=== TASK ===
Rename "keypoint" to "marker" throughout the rows below and give them again, changing nothing else.

— START OF TASK DATA —

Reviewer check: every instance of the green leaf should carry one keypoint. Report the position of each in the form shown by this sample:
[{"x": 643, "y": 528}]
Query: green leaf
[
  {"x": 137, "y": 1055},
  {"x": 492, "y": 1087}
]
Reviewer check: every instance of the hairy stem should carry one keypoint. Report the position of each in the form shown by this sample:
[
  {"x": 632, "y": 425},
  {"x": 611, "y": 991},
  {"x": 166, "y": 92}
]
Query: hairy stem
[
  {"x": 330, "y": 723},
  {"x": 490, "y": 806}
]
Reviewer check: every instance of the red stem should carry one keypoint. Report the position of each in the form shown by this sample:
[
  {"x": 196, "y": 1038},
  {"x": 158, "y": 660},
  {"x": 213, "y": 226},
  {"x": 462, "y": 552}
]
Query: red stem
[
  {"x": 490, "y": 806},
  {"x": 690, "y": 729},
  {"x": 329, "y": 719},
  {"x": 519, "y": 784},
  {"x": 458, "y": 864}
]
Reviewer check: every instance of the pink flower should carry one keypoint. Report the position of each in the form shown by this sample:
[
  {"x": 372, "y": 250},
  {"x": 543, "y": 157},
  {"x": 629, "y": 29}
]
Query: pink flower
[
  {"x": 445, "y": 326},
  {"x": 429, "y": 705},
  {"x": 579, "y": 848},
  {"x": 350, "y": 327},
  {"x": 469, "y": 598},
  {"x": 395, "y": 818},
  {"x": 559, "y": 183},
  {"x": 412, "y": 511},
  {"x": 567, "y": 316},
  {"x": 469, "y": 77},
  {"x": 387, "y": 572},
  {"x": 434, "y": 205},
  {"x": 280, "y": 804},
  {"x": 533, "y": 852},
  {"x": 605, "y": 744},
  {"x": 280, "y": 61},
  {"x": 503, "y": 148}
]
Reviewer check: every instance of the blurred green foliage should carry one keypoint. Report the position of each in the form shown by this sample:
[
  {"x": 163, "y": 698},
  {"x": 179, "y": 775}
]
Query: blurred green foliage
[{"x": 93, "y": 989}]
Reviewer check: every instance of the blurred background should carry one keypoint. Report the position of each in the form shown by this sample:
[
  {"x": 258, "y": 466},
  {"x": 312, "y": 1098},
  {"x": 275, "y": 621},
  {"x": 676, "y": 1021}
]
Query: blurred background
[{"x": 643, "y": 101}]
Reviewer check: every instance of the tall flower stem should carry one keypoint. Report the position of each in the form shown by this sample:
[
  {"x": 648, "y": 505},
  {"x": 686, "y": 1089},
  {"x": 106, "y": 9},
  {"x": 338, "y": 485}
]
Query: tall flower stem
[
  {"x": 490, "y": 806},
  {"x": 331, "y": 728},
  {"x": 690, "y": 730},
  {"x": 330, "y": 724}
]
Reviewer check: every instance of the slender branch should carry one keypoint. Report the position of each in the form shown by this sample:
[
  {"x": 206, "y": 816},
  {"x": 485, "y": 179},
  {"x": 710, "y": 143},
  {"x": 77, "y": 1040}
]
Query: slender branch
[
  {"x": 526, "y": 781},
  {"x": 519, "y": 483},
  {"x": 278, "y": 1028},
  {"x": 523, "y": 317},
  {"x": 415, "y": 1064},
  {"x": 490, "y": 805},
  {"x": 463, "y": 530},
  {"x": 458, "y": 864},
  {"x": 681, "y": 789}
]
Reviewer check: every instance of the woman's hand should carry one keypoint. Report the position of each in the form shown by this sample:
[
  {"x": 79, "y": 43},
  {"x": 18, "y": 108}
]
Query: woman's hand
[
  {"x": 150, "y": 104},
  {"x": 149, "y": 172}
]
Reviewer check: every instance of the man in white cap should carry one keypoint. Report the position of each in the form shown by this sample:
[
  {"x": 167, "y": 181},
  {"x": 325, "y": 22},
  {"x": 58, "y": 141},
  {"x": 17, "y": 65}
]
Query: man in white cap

— END OF TASK DATA —

=== ANSWER TO THIS PROBLEM ===
Reviewer check: every instance of the green leaf should carry one marker. Report the position of each in the form shown by this sample:
[{"x": 643, "y": 528}]
Query: green leaf
[
  {"x": 137, "y": 1055},
  {"x": 492, "y": 1087}
]
Reviewer check: every instance of the hairy stem should carry one marker. Report the position of each in the form shown by this sample:
[
  {"x": 632, "y": 425},
  {"x": 611, "y": 991},
  {"x": 166, "y": 92}
]
Query: hairy stem
[
  {"x": 330, "y": 723},
  {"x": 490, "y": 806}
]
Reviewer check: every instance of the red stem should carry one marker. Report the position of each in the form shown by this sample:
[
  {"x": 196, "y": 1038},
  {"x": 158, "y": 660},
  {"x": 213, "y": 226},
  {"x": 462, "y": 552}
]
Query: red stem
[
  {"x": 490, "y": 806},
  {"x": 690, "y": 729},
  {"x": 329, "y": 719},
  {"x": 519, "y": 784},
  {"x": 458, "y": 864}
]
Reviewer check: every instance of the pink flower should carry one marker. Report the position of each in the form shown by this sample:
[
  {"x": 372, "y": 250},
  {"x": 543, "y": 157},
  {"x": 629, "y": 29}
]
Query: pink flower
[
  {"x": 445, "y": 326},
  {"x": 429, "y": 705},
  {"x": 579, "y": 848},
  {"x": 350, "y": 327},
  {"x": 469, "y": 598},
  {"x": 395, "y": 818},
  {"x": 559, "y": 183},
  {"x": 412, "y": 511},
  {"x": 567, "y": 316},
  {"x": 469, "y": 77},
  {"x": 387, "y": 572},
  {"x": 434, "y": 205},
  {"x": 280, "y": 804},
  {"x": 533, "y": 852},
  {"x": 605, "y": 744},
  {"x": 280, "y": 61},
  {"x": 503, "y": 148}
]
Reviewer check: every instance of the blurred green foliage should carry one marker. Report the position of each in the form shown by this sample:
[
  {"x": 163, "y": 698},
  {"x": 179, "y": 775}
]
Query: blurred green foliage
[{"x": 93, "y": 989}]
Reviewer check: every instance of the blurred background should carry one marker. Report the position of each in the form shown by this sample:
[
  {"x": 258, "y": 466},
  {"x": 312, "y": 1098},
  {"x": 275, "y": 621},
  {"x": 676, "y": 1021}
]
Query: blurred background
[{"x": 643, "y": 101}]
Reviewer check: every instance of the tall flower stem should carry one marker. Report the position of each in the form shown by this sample:
[
  {"x": 648, "y": 505},
  {"x": 686, "y": 1089},
  {"x": 106, "y": 9},
  {"x": 338, "y": 485}
]
Query: tall flower stem
[
  {"x": 490, "y": 806},
  {"x": 331, "y": 728},
  {"x": 690, "y": 730},
  {"x": 330, "y": 724}
]
Reviewer check: every instance of the slender branch should carry one marker. Report the position of each in the form shown by this sample:
[
  {"x": 206, "y": 816},
  {"x": 485, "y": 179},
  {"x": 710, "y": 143},
  {"x": 77, "y": 1040}
]
Query: slender branch
[
  {"x": 526, "y": 781},
  {"x": 519, "y": 483},
  {"x": 278, "y": 1028},
  {"x": 523, "y": 317},
  {"x": 415, "y": 1064},
  {"x": 490, "y": 805},
  {"x": 463, "y": 530},
  {"x": 458, "y": 864},
  {"x": 681, "y": 789}
]
Reviewer check: every instance of the woman's hand should carry one marker. Report the position of each in the form shown by this sample:
[
  {"x": 79, "y": 43},
  {"x": 18, "y": 108}
]
Query: woman's hand
[
  {"x": 150, "y": 104},
  {"x": 149, "y": 172}
]
Reviewer check: every instance of the man in white cap should carry one marker. Report the position of each in the form shown by this sample:
[
  {"x": 167, "y": 181},
  {"x": 325, "y": 22},
  {"x": 58, "y": 141},
  {"x": 17, "y": 65}
]
Query: man in white cap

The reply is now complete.